##### Testo di lettura

FM. È francamente spiazzante come l’essere matematicamente ignoranti spesso costituisca un vanto. Ad ogni modo Il matematico non può che essere profondamente umile. Uscito dal liceo avevo certamente la percezione di conoscere parecchia matematica. Ora, dopo ventun anni passati a studiarla intensamente mi pare davvero di saperne molto meno di allora. La sua bellezza e la sua vastità mi hanno riempito di meraviglia e stupore e hanno saputo dissolvere quei confini che credevo di intravedere.

Noi che la investighiamo possiamo solo sperare di scalfire l’immensità della matematica proprio come nessun teologo potrà mai penetrare completamente il Mistero di Cristo. Chiunque si senta “ignorante” e sappia di non sapere, con la sua curiosità, può certamente costituire uno stimolo.

MM.
Amore cristiano come estensione, generalizzazione: potremmo descriverlo in termini non di loops, ma di inclusione di nuovi elementi… Ho in mente l’immagine di un’elica che non si richiude nello stesso punto come un cerchio, ma che si estende ‘in avanti’, includendo sempre nuovi punti.

FM. L’amore è estremamente difficile sia da definire che da descrivere ma è la cosa più preziosa che esista. Come dice lei può venire in mente l’immagine di un’elica che non si richiude nello stesso punto come un cerchio, ma che si estende “in avanti”, includendo sempre nuovi punti. Così come l’amore cristiano che non si richiude su di sé, ma che procede ad inglobare aspetti diversi. Non ci si limita a ricambiare un gesto di carità verso chi ci ha fatto del bene. E’ un amore radicale nel quale si è disposti a svuotarsi di se stessi per donarsi pienamente all’altro. Dio allora è allo stesso tempo sorgente dell’amore (tutto è spinto e proviene da Lui), è la relazione (Deus Caritas est) ed è l’oggetto (Cristo si identifica fortemente con il povero). Nel libro l’oggetto matematico che uso per parlare di tutto questo è quello di varietà topologica.

La matematica non è affatto fredda come spesso la si vuole dipingere e può provare a parlare di amore, almeno localmente.

MM. Importanza del servizio: insegnare matematica può essere visto come servizio, dunque come educazione alla bellezza (e della bellezza si parla nel testo), e come preparazione alla religione? Ci si ricollegherebbe all’etimologia di “teoria” come contemplazione.

##########
##### Estratti delle righe

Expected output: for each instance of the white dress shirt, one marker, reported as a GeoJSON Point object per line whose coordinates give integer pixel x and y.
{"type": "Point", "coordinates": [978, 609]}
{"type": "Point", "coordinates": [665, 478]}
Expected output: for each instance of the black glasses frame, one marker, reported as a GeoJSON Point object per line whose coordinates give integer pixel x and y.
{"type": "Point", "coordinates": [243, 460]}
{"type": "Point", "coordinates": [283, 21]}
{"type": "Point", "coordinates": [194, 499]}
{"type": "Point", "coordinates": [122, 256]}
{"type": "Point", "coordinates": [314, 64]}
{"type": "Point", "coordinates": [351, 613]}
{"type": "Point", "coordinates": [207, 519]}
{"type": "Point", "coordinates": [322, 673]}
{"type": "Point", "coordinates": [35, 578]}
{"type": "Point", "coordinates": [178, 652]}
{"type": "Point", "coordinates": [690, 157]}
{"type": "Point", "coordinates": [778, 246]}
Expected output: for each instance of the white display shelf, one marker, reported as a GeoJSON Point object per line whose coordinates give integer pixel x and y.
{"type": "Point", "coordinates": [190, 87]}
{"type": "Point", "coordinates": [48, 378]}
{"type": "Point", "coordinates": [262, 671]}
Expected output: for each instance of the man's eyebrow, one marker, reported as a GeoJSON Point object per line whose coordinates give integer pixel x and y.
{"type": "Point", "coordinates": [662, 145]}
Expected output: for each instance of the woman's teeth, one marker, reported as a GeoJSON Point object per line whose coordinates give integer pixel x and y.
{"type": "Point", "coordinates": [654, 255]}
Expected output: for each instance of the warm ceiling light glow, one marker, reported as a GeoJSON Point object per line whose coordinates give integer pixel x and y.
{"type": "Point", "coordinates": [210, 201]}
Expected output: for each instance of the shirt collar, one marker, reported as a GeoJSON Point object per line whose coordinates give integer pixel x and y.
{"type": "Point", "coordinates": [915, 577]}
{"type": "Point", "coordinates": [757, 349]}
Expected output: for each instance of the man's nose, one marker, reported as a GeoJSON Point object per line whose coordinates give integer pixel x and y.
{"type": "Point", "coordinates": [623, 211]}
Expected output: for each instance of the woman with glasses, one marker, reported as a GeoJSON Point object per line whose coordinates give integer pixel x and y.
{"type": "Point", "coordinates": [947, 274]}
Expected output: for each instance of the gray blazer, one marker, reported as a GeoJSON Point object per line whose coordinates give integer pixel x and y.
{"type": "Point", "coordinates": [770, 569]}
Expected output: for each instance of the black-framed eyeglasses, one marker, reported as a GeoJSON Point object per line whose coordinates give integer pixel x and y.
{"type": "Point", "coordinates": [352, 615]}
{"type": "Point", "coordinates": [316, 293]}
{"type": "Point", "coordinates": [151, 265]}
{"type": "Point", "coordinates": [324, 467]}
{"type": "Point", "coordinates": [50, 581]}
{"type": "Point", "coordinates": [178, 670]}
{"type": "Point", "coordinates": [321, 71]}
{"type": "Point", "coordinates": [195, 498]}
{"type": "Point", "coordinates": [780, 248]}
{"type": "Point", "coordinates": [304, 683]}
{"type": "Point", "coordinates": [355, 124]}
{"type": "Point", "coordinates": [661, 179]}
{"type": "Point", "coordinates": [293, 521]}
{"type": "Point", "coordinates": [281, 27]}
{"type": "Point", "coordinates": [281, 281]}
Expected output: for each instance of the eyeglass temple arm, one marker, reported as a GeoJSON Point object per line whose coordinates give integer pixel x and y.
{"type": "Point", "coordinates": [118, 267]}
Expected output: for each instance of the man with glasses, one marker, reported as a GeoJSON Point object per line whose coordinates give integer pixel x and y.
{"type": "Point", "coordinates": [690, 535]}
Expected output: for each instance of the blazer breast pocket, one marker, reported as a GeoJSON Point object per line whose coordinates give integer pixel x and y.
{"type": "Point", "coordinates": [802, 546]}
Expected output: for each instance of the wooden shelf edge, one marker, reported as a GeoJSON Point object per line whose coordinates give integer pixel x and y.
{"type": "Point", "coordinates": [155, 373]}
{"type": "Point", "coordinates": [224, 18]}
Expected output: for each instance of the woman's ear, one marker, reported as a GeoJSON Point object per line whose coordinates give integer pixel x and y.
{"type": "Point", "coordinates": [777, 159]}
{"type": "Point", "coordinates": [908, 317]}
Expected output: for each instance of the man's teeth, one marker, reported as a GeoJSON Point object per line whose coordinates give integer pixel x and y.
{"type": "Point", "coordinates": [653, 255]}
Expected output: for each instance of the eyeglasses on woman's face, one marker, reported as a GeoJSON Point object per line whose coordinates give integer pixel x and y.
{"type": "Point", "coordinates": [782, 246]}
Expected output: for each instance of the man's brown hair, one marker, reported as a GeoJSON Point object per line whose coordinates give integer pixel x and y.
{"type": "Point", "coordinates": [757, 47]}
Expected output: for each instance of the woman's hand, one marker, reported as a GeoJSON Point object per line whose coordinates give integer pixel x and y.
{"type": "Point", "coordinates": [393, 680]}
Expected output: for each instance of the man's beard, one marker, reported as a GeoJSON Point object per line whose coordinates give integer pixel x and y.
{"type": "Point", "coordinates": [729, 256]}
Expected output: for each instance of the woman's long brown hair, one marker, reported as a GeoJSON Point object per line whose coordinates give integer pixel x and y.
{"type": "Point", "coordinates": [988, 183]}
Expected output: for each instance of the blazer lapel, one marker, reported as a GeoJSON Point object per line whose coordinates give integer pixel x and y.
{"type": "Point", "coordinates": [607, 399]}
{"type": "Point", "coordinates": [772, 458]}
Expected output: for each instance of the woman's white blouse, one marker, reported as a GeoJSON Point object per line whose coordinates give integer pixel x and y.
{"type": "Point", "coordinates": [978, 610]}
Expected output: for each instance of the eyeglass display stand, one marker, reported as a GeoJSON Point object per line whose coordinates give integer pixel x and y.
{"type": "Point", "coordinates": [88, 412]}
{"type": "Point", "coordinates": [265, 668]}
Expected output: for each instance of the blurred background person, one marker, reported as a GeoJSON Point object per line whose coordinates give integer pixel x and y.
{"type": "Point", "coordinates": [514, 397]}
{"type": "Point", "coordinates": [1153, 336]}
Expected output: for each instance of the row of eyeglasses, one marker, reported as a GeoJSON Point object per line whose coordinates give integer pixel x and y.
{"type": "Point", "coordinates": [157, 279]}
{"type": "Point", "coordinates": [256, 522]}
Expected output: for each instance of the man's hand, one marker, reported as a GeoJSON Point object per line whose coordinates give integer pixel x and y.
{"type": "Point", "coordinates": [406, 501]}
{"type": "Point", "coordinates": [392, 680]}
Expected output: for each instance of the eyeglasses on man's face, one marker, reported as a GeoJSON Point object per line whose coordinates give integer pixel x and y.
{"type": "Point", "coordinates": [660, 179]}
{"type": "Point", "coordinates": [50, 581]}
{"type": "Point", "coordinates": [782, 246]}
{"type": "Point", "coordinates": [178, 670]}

##########

Come potrebbe proseguire l'intervista su matematica e fede dopo l'ultima frase riportata? Scrivine il seguito.

FM. Sono anche io convinto che l’insegnamento sia una alta forma di servizio. Quando sono a lezione ovviamente non parlo mai di religione anche perché sono convinto che la matematica che racconto sia intrinsecamente educazione alla bellezza. Il fatto stesso di servire gli studenti cercando di insegnar loro qualcosa di edificante, come qualsiasi altro servizio concreto, può far intravedere l’idea astratta di un Dio che si fa bimbo, che si china a lavare i piedi con un canovaccio ai fianchi e che dà la vita su di una croce per amore.

MM. Nelle pagine conclusive si riassume la struttura di ogni capitolo del libro, con partenza da un preciso luogo geografico, discussione di argomenti di carattere generale, e ritorno ad esempi concreti. In altre parti si fa riferimento a diagrammi triangolari, che connettono l’amore cristiano fra persone all’amore divino. Possiamo vedere la struttura “triangolare” di ogni capitolo come una riproduzione dello stesso schema diagrammatico, con locale —> globale —> locale, e un’altra freccia che va direttamente dal primo “locale” al secondo “locale”?

FM. In effetti ho voluto mettere varie simmetrie geometriche nel testo ed esprimere il dualismo globale-locale o particolare-generale anche con scelte semantiche che privilegiano termini di uso corrente e un linguaggio colloquiale per raccontare concetti piuttosto astratti e generali.

MM. Cosa risponderebbe all’osservazione che il libro contiene troppa matematica per i non matematici e argomentazioni filosofiche non pienamente convincenti per i filosofi?

FM. Ammetto che il libro contiene parecchia matematica. Ci sono diversi dettagli che normalmente non si trovano in testi divulgativi. Vogliamo raccontare la bellezza artistica di questa scienza ed essa spesso risiede proprio dei dettagli. Un buon liceale è comunque in grado di seguire integralmente le costruzioni e i cenni di dimostrazione. Il testo è inoltre pensato per essere letto a diversi livelli a seconda della conoscenza matematica. Si possono saltare alcune parti più tecniche riuscendo comunque a cogliere le analogie, proprio come davanti ad un quadro siamo colpiti dalla sua bellezza anche se non siamo esperti.

Per quanto riguarda il non essere convincenti per i filosofi la cosa è voluta. La matematica va maneggiata con cura. E’ bello che non esistano argomenti matematici che ci obblighino a credere in Dio. Crediamo in un Dio che ha a cuore la nostra libertà.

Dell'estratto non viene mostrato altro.